課題 A — 本文によると、アトラシアンでプラクティス プロダクトのリードを務めている人物は誰ですか。

本文 —
########################################

アトラシアン本社の情報サイト『WORK LIFE』より。アトラシアンでプラクティス プロダクトのリードを務めるイングリッド・ブレイク(Ingrid Blake)が、チーム内で共通理解を確立するための効果的な手法について解説する。

方法2: アトラシアンの“プラクティス”を使用して共通理解を確立する

アトラシアンでは、社内での取り組みを通じて「Team shaping practice path(チーム形成のための一連のプラクティス)」(英語)を確立した。これは、効果的なコラボレーションが行えるチーム(=効果的なチーム)をかたち作るためのソリューションだ。

アトラシアンでは、このソリューションにもとづいた演習コンテンツを「Team Playbook」を通じて提供している。

Team Playbookにある演習コンテンツ(プレイ)を使うことで、チームの目的、目標に対する共通理解をステップバイステップの方式でスムーズに確立することができる。以下は、その共通理解を確立するためのステップである。

ステップ1: チームの目的と目標を明確にする

チームの目的、目標に対する共通理解を確立する際の最初のステップは、チームの全員が「何を達成しようとしているのか」「なぜ、それが重要なのか」を理解しているかどうかを確認する作業となる。なお、このステップにおいてTeam Playbookの「Team Poster」(英語)プレイを使うことで、チームの目的、目標、目的・目標達成の指標を適切に視覚化でき、それによってメンバー全員の共通理解を促進し、足並みをそろえることができる。

チームの目的、目標、指標を作成したのちには、それに付随する情報として「チームメンバーの自己紹介文」「メンバーの連絡先」「FAQ」といった情報も作成する。それらの情報を合体させることで、ステークホルダーなどと共有する社内用のWebページを構成することができ「チームが何を達成するために存在しているのか」「その何かを、どのようにして達成しようとしているのか」をチーム外のすべての関係者に伝えることができる。

ステップ2: 誰が何に対して責任を持つかを明確にする

Team Playbookにある「役割と責任」のプレイを実行することで「チーム内の誰が、何に対して責任を持つか」を明確にすることができる。仕事に関する意思決定のオーナーシップを巡り、チーム内で緊張が走るというのは最悪に近いことだ。

また、あらゆる物事を合議制で決めるというのは非効率で時間もかかり、メンバーの間に「意思決定疲労」が蓄積していく。そのような事態を避けるためにも、メンバー各人の役割と責任を明確にし、全員で合意・共有しておくことは大切であり、そうすることでチーム内での意思決定のスピードが増し、かつ、メンバー各人が、チームの目的・目標の達成に向けて責任感と自主性をもって取り組むようになる。

########################################

データ記録 —
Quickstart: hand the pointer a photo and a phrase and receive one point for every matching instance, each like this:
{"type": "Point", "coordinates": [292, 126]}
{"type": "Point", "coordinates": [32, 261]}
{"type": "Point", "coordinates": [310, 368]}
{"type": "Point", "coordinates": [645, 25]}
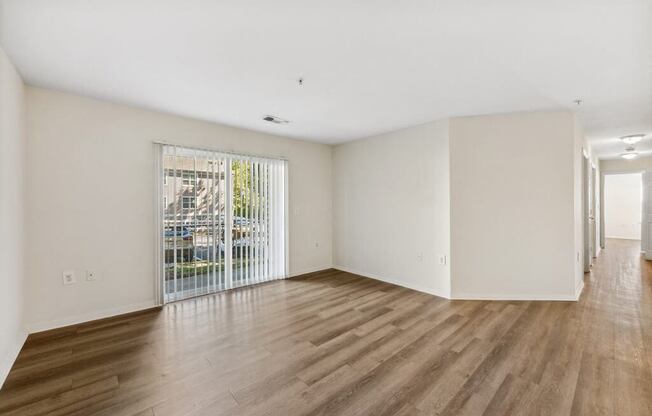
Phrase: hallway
{"type": "Point", "coordinates": [615, 330]}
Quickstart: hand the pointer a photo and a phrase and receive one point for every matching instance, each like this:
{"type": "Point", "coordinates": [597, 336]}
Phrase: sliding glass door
{"type": "Point", "coordinates": [222, 221]}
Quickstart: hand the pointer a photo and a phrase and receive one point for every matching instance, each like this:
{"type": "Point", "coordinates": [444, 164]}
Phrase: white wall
{"type": "Point", "coordinates": [622, 205]}
{"type": "Point", "coordinates": [90, 201]}
{"type": "Point", "coordinates": [513, 206]}
{"type": "Point", "coordinates": [391, 207]}
{"type": "Point", "coordinates": [623, 166]}
{"type": "Point", "coordinates": [12, 170]}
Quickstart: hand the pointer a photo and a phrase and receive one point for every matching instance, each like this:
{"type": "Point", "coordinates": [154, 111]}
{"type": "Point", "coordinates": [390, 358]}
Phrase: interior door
{"type": "Point", "coordinates": [592, 216]}
{"type": "Point", "coordinates": [586, 214]}
{"type": "Point", "coordinates": [646, 220]}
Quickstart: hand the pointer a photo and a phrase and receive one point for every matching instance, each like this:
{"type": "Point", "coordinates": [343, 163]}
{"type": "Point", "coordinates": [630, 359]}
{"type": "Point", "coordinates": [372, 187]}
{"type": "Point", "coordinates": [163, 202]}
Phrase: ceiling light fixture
{"type": "Point", "coordinates": [275, 120]}
{"type": "Point", "coordinates": [632, 139]}
{"type": "Point", "coordinates": [630, 153]}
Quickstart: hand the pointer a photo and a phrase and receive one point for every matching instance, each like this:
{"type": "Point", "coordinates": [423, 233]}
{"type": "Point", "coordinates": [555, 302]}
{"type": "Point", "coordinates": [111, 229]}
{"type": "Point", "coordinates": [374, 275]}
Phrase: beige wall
{"type": "Point", "coordinates": [513, 195]}
{"type": "Point", "coordinates": [12, 236]}
{"type": "Point", "coordinates": [391, 207]}
{"type": "Point", "coordinates": [90, 201]}
{"type": "Point", "coordinates": [625, 166]}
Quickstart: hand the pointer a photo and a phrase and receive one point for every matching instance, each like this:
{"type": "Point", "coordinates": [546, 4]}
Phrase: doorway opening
{"type": "Point", "coordinates": [623, 207]}
{"type": "Point", "coordinates": [222, 221]}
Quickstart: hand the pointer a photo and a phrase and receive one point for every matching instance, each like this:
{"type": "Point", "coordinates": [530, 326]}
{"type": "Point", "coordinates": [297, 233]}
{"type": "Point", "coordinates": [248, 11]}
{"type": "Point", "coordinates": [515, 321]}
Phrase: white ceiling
{"type": "Point", "coordinates": [369, 66]}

########################################

課題 B — 記録の中で「wall」という文字列を含む行を数え、その数だけを答えてください。大文字と小文字は区別します。

解答 A — イングリッド・ブレイク(Ingrid Blake)

解答 B — 2